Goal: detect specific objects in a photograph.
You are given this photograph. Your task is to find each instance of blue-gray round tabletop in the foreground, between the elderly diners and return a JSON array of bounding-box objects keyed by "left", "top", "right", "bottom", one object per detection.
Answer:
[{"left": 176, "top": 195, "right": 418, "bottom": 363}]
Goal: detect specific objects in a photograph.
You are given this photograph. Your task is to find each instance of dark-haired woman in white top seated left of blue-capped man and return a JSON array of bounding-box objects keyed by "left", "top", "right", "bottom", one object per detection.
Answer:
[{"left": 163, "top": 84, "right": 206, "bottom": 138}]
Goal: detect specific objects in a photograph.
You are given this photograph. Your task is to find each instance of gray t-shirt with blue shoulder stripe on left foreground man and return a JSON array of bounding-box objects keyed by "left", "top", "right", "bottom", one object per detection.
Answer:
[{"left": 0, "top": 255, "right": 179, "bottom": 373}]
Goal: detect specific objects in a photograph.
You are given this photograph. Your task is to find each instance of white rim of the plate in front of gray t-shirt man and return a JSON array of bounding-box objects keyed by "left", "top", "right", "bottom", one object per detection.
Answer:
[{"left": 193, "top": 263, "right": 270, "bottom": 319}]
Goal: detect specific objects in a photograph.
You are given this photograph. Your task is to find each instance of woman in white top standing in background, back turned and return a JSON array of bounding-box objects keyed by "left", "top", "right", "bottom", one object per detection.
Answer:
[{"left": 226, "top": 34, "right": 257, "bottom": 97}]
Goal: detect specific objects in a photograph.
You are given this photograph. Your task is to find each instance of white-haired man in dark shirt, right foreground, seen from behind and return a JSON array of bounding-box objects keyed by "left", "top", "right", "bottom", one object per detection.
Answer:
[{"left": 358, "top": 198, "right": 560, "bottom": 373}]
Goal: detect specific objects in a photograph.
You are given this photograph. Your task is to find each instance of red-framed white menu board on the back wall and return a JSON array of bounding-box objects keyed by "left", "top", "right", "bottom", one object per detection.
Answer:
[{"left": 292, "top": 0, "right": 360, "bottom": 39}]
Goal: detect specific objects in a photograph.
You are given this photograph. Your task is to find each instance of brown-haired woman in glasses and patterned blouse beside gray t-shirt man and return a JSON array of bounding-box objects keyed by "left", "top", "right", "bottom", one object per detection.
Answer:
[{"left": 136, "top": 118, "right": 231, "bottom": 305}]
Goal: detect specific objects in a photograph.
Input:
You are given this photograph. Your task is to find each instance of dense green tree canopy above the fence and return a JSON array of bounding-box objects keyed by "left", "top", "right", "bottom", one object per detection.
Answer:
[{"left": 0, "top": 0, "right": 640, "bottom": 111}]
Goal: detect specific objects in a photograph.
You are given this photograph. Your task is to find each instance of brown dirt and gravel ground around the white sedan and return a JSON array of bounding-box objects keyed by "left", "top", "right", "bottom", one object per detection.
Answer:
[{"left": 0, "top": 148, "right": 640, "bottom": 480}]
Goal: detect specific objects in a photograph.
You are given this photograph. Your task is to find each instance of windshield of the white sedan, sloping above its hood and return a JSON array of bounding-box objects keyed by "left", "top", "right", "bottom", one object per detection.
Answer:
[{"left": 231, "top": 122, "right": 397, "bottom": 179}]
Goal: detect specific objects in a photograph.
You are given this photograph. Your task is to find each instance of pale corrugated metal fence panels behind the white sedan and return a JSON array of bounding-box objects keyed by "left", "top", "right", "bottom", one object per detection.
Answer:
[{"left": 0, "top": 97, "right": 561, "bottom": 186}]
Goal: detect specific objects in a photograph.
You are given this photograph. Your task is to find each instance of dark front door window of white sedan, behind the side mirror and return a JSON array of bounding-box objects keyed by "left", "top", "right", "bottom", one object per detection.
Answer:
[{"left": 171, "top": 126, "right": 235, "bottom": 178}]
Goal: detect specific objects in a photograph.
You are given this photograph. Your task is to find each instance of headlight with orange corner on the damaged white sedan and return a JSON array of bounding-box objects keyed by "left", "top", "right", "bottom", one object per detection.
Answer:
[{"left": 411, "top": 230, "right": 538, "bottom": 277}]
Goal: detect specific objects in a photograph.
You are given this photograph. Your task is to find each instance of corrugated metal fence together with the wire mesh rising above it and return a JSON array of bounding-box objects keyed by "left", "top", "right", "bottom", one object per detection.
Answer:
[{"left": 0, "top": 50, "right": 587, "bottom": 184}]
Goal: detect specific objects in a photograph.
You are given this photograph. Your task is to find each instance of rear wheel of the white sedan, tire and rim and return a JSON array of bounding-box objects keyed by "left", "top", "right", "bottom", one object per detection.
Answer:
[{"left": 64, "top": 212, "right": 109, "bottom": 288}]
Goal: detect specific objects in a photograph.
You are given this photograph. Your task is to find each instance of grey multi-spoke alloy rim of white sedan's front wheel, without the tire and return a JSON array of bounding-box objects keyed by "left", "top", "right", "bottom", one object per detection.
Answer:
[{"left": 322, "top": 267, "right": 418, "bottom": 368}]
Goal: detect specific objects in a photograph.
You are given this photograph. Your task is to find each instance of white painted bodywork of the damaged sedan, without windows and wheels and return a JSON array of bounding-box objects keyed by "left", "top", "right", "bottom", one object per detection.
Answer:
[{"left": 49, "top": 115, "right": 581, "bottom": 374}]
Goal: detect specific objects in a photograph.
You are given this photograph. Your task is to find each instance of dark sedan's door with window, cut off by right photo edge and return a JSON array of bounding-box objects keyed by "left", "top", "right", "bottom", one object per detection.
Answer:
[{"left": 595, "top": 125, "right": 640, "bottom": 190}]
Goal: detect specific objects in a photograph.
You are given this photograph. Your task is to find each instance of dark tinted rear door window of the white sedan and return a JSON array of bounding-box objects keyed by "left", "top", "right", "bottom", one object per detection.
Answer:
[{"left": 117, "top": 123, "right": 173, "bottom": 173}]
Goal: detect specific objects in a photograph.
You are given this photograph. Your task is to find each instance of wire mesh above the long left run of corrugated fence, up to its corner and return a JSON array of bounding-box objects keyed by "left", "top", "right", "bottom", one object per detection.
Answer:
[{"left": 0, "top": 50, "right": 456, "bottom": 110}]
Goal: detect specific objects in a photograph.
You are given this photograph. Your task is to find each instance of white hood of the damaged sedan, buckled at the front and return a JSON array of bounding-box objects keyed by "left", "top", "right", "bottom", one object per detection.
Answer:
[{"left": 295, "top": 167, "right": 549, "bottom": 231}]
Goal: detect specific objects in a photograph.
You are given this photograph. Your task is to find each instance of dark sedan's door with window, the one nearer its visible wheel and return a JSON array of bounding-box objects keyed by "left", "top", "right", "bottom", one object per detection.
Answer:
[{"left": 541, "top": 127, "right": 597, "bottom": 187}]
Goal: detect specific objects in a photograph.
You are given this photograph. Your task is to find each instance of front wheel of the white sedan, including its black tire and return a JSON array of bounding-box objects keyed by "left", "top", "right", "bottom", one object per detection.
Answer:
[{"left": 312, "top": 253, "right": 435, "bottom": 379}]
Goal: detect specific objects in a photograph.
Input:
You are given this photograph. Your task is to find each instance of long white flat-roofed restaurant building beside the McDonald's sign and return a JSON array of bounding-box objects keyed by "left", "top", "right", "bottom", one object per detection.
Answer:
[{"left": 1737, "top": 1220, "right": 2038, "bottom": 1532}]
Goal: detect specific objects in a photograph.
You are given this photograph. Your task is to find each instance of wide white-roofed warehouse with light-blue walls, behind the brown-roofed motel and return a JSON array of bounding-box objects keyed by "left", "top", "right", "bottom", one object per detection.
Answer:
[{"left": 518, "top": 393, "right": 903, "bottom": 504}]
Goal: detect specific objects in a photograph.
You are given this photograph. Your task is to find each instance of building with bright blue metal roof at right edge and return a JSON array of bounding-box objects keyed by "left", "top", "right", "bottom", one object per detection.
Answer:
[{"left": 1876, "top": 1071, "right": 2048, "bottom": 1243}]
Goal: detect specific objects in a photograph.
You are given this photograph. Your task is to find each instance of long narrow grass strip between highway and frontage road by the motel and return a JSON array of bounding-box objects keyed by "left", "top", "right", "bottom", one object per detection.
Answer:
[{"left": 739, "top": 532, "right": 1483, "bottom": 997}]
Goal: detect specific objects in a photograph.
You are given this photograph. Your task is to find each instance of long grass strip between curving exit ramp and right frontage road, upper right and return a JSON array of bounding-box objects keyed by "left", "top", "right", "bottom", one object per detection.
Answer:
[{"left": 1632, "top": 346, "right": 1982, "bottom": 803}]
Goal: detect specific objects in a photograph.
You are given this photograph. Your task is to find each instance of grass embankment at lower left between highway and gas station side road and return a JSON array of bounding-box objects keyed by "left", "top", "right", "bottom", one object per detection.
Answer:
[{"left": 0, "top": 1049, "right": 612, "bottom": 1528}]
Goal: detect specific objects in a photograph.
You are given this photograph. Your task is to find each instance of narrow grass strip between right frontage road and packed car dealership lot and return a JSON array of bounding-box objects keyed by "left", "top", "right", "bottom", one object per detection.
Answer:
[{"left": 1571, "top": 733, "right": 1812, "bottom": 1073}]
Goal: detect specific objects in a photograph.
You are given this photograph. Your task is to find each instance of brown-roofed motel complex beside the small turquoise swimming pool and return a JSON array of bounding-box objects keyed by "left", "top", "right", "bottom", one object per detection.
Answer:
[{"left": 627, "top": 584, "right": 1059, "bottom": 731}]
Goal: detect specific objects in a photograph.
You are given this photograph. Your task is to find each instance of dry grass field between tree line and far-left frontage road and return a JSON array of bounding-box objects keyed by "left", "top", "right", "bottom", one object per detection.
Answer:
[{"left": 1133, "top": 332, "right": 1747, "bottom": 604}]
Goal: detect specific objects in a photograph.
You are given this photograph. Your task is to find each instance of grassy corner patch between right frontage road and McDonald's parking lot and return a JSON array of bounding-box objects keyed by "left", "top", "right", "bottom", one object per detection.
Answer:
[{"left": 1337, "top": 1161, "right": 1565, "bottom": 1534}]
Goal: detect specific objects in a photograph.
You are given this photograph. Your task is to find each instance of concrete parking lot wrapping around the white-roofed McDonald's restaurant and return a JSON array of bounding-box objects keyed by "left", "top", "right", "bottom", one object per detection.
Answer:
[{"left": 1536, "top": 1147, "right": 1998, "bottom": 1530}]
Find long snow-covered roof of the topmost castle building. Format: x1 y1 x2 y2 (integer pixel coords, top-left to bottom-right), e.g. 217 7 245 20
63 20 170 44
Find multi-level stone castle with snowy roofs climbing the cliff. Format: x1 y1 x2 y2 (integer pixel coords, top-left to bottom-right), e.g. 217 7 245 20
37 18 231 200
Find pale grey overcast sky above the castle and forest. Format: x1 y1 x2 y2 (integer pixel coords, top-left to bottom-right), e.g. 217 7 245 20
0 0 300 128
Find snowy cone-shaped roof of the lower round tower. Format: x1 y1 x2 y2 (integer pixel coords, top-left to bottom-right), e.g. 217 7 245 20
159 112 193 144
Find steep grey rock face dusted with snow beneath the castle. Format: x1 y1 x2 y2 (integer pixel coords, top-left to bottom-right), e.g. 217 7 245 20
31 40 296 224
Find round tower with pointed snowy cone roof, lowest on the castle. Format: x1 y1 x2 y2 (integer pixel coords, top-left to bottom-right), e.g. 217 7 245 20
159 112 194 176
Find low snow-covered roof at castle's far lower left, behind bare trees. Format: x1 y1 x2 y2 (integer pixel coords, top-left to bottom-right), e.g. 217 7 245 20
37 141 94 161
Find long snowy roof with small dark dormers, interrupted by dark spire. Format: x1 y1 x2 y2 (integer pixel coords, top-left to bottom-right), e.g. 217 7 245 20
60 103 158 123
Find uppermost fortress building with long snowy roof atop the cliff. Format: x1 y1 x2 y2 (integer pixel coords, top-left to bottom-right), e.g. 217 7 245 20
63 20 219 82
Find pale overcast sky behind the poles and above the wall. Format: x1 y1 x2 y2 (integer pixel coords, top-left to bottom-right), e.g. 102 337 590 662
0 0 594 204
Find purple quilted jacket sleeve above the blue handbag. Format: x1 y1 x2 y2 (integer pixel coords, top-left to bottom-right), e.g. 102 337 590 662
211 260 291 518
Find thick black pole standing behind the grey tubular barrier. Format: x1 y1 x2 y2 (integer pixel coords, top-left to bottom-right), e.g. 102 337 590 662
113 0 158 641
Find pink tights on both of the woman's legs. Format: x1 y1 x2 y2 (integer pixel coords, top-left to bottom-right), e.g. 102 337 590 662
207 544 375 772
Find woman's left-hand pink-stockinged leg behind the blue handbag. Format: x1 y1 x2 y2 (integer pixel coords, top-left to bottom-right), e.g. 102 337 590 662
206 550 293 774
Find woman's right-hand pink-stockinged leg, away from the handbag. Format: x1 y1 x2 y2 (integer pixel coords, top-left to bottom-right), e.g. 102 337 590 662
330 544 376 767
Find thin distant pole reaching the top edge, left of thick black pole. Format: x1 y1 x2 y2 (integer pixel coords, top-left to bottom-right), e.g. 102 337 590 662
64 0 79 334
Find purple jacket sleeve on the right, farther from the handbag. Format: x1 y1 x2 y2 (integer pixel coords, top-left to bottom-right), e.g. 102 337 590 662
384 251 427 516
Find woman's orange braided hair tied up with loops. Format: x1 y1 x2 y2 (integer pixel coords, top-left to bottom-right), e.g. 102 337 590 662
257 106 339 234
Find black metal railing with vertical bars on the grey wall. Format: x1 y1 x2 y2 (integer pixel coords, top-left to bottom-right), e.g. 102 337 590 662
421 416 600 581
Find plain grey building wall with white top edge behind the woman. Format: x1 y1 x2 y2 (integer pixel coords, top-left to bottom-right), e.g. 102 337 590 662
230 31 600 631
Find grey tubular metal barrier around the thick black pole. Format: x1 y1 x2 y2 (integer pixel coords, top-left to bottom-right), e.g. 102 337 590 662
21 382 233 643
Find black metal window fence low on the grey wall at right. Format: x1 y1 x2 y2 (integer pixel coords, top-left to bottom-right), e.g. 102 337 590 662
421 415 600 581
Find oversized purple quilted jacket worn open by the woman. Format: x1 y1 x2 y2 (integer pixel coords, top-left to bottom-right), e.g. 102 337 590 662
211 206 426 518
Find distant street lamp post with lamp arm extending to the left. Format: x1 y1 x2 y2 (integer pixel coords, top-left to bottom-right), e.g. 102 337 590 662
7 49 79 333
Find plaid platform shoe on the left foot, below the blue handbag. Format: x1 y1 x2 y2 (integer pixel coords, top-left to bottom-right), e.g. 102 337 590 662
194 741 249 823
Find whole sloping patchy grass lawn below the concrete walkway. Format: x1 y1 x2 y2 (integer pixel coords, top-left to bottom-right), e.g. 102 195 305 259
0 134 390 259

__________________________________________________

## Exercise brief:
Your task is to quote, without any alteration, the lines running from the top of the records to the line that holds "of white rim", both included.

## Expected answer:
Goal: detect specific objects in a photograph.
You are given this photograph. Your task is to find each instance of blue-gray round tabletop in the foreground, between the elderly diners and return a JSON array of bounding-box objects keyed by "left", "top", "right", "bottom", one object per detection.
Answer:
[{"left": 176, "top": 195, "right": 418, "bottom": 363}]
Goal: detect specific objects in a photograph.
You are given this photograph. Your task is to find each instance of dark-haired woman in white top seated left of blue-capped man and return a JSON array of bounding-box objects keyed by "left", "top", "right", "bottom", one object per detection.
Answer:
[{"left": 163, "top": 84, "right": 206, "bottom": 138}]
Goal: detect specific objects in a photograph.
You are given this photograph. Your task is to find each instance of gray t-shirt with blue shoulder stripe on left foreground man and return a JSON array of bounding-box objects keyed by "left", "top", "right", "bottom", one object per detection.
Answer:
[{"left": 0, "top": 255, "right": 179, "bottom": 373}]
Goal: detect specific objects in a photograph.
You are given this photograph. Your task is to find each instance of white rim of the plate in front of gray t-shirt man and return a JSON array of bounding-box objects keyed by "left", "top", "right", "bottom", one object per detection.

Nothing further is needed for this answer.